> **Task requirements**
The full set of entries below needs to be written out exactly.

> **Excerpted data**
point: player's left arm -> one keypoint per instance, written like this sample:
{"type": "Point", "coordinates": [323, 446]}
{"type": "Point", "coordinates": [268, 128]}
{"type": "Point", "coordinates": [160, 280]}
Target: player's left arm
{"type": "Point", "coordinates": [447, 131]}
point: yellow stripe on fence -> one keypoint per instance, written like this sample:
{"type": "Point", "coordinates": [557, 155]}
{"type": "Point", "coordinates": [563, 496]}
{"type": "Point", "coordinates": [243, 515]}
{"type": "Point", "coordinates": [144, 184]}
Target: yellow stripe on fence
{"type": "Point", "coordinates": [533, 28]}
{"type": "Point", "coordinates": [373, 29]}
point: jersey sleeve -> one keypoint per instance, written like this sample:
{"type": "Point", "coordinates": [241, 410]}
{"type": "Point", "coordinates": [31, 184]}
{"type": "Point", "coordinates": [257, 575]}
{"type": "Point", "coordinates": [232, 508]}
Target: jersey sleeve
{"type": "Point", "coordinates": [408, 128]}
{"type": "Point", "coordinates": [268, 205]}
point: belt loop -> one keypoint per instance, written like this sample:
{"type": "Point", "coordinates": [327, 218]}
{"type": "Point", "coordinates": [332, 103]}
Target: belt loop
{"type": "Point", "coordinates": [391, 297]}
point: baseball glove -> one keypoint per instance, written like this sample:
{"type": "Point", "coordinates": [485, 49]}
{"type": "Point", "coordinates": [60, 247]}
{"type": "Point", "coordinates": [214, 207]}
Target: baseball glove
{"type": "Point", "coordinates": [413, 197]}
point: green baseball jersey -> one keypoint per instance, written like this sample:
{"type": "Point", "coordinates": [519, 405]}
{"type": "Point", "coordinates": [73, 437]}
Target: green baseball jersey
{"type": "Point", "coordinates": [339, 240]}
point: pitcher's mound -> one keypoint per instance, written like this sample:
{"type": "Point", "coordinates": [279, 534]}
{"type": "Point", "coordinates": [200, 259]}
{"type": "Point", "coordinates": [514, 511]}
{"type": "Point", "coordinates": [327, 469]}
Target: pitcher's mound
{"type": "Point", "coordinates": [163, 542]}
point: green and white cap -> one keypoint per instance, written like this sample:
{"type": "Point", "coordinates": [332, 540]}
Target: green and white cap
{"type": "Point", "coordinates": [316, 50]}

> **Reply**
point: player's left arm -> one keypoint per instance, written like this sample:
{"type": "Point", "coordinates": [323, 446]}
{"type": "Point", "coordinates": [268, 128]}
{"type": "Point", "coordinates": [160, 280]}
Target: player's left arm
{"type": "Point", "coordinates": [447, 131]}
point: yellow stripe on fence -> one keypoint per instance, written like this sample:
{"type": "Point", "coordinates": [557, 155]}
{"type": "Point", "coordinates": [563, 496]}
{"type": "Point", "coordinates": [243, 515]}
{"type": "Point", "coordinates": [144, 184]}
Target: yellow stripe on fence
{"type": "Point", "coordinates": [533, 28]}
{"type": "Point", "coordinates": [373, 29]}
point: jersey sleeve -> one keypoint per instance, written like this sample:
{"type": "Point", "coordinates": [241, 410]}
{"type": "Point", "coordinates": [31, 184]}
{"type": "Point", "coordinates": [257, 575]}
{"type": "Point", "coordinates": [232, 508]}
Target: jersey sleeve
{"type": "Point", "coordinates": [408, 128]}
{"type": "Point", "coordinates": [268, 205]}
point: belt loop -> one keypoint per instance, written like this sample:
{"type": "Point", "coordinates": [327, 218]}
{"type": "Point", "coordinates": [332, 103]}
Target: belt loop
{"type": "Point", "coordinates": [391, 297]}
point: baseball glove -> one keypoint per instance, written like this sample:
{"type": "Point", "coordinates": [485, 49]}
{"type": "Point", "coordinates": [60, 247]}
{"type": "Point", "coordinates": [214, 207]}
Target: baseball glove
{"type": "Point", "coordinates": [413, 197]}
point: green baseball jersey -> one keypoint per instance, written like this sample:
{"type": "Point", "coordinates": [519, 405]}
{"type": "Point", "coordinates": [73, 437]}
Target: green baseball jersey
{"type": "Point", "coordinates": [339, 240]}
point: pitcher's mound -> one keypoint per instance, written like this sample:
{"type": "Point", "coordinates": [279, 534]}
{"type": "Point", "coordinates": [200, 259]}
{"type": "Point", "coordinates": [514, 511]}
{"type": "Point", "coordinates": [327, 469]}
Target: pitcher's mound
{"type": "Point", "coordinates": [163, 542]}
point: green and white cap -> one keypoint per instance, written like this sample:
{"type": "Point", "coordinates": [332, 540]}
Target: green and white cap
{"type": "Point", "coordinates": [316, 50]}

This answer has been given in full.